_WORK TO COMPLETE_
Return the material below verbatim, line for line, from its first line through its last.

(A run of records)
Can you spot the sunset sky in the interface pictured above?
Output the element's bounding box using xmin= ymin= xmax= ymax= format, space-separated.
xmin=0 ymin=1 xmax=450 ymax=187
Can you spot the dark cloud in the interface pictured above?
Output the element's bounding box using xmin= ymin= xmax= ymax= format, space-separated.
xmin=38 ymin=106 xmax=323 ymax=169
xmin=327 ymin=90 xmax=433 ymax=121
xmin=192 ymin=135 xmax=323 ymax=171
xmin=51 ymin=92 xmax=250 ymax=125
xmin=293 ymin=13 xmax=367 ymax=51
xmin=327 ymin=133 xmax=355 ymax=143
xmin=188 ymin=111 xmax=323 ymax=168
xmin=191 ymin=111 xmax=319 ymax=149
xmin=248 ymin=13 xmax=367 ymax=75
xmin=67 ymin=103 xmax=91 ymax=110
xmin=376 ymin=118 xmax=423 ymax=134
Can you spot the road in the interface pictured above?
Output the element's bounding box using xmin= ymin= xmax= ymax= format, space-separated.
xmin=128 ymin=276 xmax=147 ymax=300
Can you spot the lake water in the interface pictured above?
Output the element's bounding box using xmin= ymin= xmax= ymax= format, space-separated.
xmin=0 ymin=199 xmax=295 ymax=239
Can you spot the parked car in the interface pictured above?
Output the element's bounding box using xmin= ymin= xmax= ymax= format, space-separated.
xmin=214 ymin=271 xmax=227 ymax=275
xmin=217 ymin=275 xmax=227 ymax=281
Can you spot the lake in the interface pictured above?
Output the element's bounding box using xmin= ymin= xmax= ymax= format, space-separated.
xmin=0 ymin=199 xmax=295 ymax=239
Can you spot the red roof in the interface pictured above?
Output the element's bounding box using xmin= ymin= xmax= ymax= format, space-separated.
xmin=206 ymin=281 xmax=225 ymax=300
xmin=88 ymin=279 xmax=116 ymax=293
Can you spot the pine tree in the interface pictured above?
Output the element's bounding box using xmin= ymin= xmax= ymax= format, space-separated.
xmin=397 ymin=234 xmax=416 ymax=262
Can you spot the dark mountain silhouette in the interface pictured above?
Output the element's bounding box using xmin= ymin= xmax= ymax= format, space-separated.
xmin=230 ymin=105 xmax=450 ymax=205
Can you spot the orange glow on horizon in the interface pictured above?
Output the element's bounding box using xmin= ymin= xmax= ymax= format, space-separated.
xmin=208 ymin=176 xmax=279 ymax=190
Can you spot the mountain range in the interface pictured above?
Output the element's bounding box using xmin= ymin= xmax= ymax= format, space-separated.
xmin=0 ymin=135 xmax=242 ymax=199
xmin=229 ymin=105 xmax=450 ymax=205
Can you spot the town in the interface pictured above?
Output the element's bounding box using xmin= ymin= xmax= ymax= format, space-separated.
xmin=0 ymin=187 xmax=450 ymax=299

_OUTPUT OF THE TASK_
Can you spot the sunset sky in the interface pictured above?
Output the element's bounding box using xmin= ymin= xmax= ymax= format, space-separated.
xmin=0 ymin=1 xmax=450 ymax=187
Can you spot the dark cloud in the interface pictured above?
Output the element's bounding box using xmin= ymin= xmax= ymax= format, space-separated.
xmin=38 ymin=106 xmax=323 ymax=169
xmin=327 ymin=90 xmax=433 ymax=121
xmin=192 ymin=135 xmax=323 ymax=171
xmin=51 ymin=92 xmax=250 ymax=125
xmin=293 ymin=13 xmax=367 ymax=51
xmin=327 ymin=133 xmax=355 ymax=143
xmin=188 ymin=111 xmax=323 ymax=168
xmin=191 ymin=111 xmax=319 ymax=149
xmin=248 ymin=13 xmax=367 ymax=75
xmin=67 ymin=103 xmax=91 ymax=110
xmin=376 ymin=118 xmax=423 ymax=134
Can you spot the road in the interface pictured above?
Output the element's bounding box using xmin= ymin= xmax= ymax= format, space-separated.
xmin=128 ymin=276 xmax=147 ymax=300
Can you spot the lake water in the interface pictured above?
Output the element's bounding box using xmin= ymin= xmax= ymax= format, space-separated.
xmin=0 ymin=199 xmax=295 ymax=239
Can you spot the parked car in the interface pictured above?
Output the element's bounding box using xmin= ymin= xmax= ymax= format, space-separated.
xmin=214 ymin=271 xmax=227 ymax=275
xmin=217 ymin=275 xmax=227 ymax=281
Can you spot the lake in the interface pictured above?
Output the element's bounding box using xmin= ymin= xmax= ymax= format, space-separated.
xmin=0 ymin=199 xmax=295 ymax=239
Can you spot the red roof in the interface pictured above?
Output the element's bounding box using xmin= ymin= xmax= ymax= format, space-separated.
xmin=206 ymin=281 xmax=225 ymax=300
xmin=88 ymin=279 xmax=116 ymax=293
Can you spot the pine tree in the interface pictured above?
Output the element's bounding box using xmin= ymin= xmax= ymax= format, space-separated.
xmin=397 ymin=234 xmax=416 ymax=262
Can you spot the dark mountain silhouette in the interface pictured above?
Output the element's bounding box using xmin= ymin= xmax= ymax= format, space-separated.
xmin=230 ymin=105 xmax=450 ymax=205
Can you spot the orange glow on horizon in the interface pictured above?
Output the element's bounding box using xmin= ymin= xmax= ymax= format, space-separated.
xmin=208 ymin=176 xmax=279 ymax=190
Can you spot the mountain range in the interface pictured above?
Output the element's bounding box using xmin= ymin= xmax= ymax= format, space-separated.
xmin=0 ymin=135 xmax=242 ymax=199
xmin=229 ymin=105 xmax=450 ymax=205
Can you spot the town in the interface pictured above?
Output the element's bounding box using xmin= ymin= xmax= ymax= format, space-separated.
xmin=0 ymin=187 xmax=450 ymax=299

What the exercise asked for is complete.